--- Brief ---
Collect every line in the rows below that contains the word "mouth", and copy each such line in full. Matching is case-sensitive.

--- Data section ---
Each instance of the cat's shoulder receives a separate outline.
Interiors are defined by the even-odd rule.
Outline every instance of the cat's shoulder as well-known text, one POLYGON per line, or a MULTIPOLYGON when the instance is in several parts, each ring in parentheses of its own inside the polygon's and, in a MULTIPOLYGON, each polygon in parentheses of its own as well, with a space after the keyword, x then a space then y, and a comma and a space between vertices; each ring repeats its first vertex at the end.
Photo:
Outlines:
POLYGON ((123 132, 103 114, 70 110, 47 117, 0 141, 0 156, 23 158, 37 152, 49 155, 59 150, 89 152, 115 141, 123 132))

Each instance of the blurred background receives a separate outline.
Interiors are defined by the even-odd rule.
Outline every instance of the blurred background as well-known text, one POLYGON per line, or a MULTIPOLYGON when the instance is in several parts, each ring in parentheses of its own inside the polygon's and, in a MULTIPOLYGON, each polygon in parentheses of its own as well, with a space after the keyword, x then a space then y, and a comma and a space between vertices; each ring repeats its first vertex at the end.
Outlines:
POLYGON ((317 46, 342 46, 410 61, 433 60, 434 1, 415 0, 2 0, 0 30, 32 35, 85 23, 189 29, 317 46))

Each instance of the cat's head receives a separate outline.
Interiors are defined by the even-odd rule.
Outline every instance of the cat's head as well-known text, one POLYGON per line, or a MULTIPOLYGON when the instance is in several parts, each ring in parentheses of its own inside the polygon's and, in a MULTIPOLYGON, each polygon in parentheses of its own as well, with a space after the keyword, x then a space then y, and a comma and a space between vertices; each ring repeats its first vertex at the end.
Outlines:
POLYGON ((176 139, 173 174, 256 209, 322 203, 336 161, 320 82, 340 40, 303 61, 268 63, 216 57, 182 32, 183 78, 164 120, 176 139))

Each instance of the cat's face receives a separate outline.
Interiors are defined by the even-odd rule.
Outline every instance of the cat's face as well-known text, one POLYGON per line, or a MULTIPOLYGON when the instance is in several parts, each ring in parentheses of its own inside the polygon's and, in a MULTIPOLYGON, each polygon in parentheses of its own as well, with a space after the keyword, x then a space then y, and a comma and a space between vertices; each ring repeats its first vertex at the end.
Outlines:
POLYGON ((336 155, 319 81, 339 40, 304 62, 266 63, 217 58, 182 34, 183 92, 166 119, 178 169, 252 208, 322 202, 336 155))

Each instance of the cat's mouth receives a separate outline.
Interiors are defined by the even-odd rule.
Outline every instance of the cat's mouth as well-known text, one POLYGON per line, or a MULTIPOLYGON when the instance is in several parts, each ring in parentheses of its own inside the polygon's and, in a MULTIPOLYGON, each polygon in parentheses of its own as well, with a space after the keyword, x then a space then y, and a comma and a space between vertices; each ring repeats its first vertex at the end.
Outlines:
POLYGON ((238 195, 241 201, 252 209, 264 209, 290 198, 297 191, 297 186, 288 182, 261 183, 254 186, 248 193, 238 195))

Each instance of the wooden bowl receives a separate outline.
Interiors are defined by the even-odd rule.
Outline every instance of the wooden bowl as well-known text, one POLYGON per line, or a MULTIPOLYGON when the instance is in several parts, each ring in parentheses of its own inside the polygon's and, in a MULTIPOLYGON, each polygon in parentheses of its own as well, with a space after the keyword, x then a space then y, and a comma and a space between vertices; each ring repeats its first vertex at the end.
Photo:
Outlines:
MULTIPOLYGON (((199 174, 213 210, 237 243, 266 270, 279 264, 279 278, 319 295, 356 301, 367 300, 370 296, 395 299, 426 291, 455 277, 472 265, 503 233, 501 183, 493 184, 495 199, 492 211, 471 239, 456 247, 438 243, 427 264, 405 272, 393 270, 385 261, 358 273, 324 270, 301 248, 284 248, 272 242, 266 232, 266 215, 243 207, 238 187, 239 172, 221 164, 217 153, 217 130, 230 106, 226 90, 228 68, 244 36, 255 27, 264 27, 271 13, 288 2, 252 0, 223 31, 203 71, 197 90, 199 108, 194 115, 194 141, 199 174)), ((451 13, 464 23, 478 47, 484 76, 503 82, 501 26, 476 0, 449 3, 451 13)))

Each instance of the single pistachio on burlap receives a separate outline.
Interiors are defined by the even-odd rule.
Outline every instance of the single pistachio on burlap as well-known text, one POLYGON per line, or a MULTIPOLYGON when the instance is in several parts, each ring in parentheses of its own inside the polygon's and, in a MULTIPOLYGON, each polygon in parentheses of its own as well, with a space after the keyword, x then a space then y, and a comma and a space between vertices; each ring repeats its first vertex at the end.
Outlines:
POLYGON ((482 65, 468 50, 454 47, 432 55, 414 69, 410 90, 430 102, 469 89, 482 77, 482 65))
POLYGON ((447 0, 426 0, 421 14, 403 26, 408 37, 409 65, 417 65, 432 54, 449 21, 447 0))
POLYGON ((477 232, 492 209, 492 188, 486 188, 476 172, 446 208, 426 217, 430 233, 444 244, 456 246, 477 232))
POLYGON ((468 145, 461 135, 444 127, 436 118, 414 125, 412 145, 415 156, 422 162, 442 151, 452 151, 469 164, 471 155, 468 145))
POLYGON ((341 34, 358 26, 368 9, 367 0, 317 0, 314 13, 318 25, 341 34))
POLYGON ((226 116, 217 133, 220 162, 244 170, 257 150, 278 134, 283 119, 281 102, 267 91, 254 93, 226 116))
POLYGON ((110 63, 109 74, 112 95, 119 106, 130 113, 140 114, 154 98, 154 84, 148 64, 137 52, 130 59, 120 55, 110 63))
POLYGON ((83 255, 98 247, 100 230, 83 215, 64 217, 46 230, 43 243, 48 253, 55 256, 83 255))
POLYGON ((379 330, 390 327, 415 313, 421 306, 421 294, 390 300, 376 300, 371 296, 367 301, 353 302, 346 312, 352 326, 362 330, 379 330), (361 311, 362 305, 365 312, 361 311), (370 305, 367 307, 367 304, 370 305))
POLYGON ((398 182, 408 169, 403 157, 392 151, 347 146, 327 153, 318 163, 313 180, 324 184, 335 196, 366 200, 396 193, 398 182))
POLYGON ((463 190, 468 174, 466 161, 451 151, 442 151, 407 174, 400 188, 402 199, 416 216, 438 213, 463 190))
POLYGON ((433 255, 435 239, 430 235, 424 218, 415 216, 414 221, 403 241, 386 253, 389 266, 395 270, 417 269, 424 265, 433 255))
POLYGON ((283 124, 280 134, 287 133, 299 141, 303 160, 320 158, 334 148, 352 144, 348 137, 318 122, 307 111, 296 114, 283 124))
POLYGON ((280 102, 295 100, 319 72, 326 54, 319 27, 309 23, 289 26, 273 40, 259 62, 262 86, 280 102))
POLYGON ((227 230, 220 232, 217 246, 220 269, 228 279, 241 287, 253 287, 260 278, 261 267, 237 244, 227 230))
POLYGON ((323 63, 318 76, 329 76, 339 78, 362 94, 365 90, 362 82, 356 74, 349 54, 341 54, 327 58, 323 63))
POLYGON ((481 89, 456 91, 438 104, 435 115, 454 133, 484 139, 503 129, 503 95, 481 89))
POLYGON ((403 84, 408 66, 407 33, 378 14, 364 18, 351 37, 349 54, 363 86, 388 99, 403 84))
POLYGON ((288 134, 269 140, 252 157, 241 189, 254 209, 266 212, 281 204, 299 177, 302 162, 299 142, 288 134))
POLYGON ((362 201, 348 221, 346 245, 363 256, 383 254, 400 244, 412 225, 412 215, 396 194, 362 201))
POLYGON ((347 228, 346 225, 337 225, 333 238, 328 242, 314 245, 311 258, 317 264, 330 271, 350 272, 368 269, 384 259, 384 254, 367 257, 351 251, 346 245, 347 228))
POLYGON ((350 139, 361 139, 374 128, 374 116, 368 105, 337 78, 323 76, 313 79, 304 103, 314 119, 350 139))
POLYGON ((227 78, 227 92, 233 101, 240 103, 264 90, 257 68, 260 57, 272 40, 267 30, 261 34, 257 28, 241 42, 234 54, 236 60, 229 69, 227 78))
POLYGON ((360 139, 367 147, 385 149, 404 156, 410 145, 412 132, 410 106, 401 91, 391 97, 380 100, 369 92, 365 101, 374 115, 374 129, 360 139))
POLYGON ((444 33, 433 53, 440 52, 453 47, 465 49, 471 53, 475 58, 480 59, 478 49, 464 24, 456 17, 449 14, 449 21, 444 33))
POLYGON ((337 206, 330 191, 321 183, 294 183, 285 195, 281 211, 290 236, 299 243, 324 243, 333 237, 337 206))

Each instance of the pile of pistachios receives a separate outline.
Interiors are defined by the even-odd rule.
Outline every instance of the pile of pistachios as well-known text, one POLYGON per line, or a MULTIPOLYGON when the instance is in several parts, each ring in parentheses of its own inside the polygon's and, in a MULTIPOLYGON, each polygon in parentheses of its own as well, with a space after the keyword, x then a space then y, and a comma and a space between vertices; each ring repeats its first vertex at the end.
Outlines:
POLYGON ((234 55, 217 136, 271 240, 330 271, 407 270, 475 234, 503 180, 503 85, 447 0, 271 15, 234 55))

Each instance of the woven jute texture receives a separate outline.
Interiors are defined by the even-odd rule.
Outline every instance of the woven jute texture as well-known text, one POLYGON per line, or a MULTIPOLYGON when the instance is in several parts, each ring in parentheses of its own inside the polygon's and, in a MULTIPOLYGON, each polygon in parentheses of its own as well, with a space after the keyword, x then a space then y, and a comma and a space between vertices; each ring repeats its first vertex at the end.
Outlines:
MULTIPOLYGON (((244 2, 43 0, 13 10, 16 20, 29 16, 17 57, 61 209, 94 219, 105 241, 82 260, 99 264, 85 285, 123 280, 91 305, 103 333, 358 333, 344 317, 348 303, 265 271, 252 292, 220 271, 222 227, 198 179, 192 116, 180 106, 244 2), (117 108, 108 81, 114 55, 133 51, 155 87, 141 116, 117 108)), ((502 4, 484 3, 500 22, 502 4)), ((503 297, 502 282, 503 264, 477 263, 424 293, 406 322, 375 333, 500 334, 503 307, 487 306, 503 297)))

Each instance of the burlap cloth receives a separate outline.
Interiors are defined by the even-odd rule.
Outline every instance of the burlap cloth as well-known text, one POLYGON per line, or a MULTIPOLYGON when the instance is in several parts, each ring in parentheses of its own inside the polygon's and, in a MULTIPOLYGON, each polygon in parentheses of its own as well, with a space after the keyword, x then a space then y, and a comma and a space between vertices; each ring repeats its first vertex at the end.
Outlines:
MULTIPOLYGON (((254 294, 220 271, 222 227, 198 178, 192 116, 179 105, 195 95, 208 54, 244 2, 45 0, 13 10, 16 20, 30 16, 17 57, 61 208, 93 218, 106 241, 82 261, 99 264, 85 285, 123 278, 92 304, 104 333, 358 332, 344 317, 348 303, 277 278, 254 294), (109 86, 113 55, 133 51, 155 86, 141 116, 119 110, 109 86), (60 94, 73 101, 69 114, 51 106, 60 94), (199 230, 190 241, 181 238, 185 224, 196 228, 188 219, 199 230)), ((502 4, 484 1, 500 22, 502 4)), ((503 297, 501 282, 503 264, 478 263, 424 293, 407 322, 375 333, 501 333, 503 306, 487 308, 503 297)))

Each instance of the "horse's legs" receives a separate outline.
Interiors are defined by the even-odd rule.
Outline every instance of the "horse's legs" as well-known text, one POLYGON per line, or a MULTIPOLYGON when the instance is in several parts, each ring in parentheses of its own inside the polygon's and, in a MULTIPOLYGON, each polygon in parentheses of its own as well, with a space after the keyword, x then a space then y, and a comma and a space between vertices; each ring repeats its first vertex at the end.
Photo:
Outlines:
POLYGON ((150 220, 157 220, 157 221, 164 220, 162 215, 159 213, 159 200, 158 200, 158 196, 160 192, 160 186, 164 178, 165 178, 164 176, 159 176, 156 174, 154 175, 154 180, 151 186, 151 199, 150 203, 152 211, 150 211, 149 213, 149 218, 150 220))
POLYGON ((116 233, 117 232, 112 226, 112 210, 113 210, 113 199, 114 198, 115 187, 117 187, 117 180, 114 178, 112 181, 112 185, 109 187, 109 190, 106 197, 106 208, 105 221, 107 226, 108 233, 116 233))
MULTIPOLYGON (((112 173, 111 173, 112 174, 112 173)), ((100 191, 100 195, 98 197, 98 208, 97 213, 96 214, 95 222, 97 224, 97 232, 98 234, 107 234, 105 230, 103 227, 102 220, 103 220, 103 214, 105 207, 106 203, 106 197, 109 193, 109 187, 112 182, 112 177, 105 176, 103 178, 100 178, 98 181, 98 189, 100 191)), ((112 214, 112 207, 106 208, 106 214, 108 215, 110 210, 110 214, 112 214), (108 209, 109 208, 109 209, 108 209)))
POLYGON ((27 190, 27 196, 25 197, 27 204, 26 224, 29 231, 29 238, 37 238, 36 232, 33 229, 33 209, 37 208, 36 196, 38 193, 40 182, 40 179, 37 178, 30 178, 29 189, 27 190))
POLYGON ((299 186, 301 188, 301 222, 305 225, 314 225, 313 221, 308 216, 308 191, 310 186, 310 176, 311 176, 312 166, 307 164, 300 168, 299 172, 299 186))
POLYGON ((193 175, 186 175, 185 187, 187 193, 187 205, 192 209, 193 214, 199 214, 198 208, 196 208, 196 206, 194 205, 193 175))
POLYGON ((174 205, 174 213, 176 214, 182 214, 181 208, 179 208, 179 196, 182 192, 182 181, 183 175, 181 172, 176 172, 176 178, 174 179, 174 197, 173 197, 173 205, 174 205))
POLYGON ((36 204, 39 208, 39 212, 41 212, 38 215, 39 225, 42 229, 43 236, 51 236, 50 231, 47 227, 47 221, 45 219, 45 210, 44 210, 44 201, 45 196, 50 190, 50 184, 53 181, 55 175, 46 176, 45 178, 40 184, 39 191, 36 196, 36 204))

--- Response to this task ---
Each instance of the cat's mouth receives a separate outline.
Outline every instance of the cat's mouth as well-known text, one POLYGON per line, or a MULTIPOLYGON when the instance is in several parts, each ring in parentheses of its own inside the polygon's and, in a MULTIPOLYGON, each polygon in parentheses of its own as well, with a space after the keyword, x then a space then y, and a comma and a space between vertices; each ring repeats its first vertex at the end.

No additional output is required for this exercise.